INSTRUCTIONS TO FOLLOW: Copy the entire listing exactly.
····················
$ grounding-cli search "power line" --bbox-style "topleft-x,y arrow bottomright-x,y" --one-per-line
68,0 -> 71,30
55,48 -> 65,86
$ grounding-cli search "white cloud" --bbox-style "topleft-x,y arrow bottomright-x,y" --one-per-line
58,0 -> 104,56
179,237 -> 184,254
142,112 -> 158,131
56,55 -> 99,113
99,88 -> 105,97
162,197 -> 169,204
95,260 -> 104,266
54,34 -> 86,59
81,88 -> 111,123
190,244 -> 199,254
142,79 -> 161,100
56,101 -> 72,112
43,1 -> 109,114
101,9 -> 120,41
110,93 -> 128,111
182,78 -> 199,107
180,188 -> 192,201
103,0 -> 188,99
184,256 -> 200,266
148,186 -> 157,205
····················
RESPONSE AREA:
$ grounding-cli search "power line" --bbox-style "topleft-x,y arrow bottomright-x,y" --one-per-line
68,0 -> 71,30
55,48 -> 65,86
$ grounding-cli search "white cloud" --bbox-style "topleft-x,y arrow bottomright-x,y" --one-per-line
58,0 -> 104,56
179,237 -> 184,254
142,112 -> 158,131
56,55 -> 99,113
99,88 -> 105,97
162,197 -> 169,204
95,260 -> 104,266
54,34 -> 86,59
81,88 -> 111,123
190,244 -> 199,254
142,79 -> 161,100
56,101 -> 72,112
43,1 -> 109,114
101,9 -> 120,41
110,93 -> 128,111
182,78 -> 199,107
180,188 -> 192,201
103,0 -> 188,99
184,256 -> 200,266
148,186 -> 157,205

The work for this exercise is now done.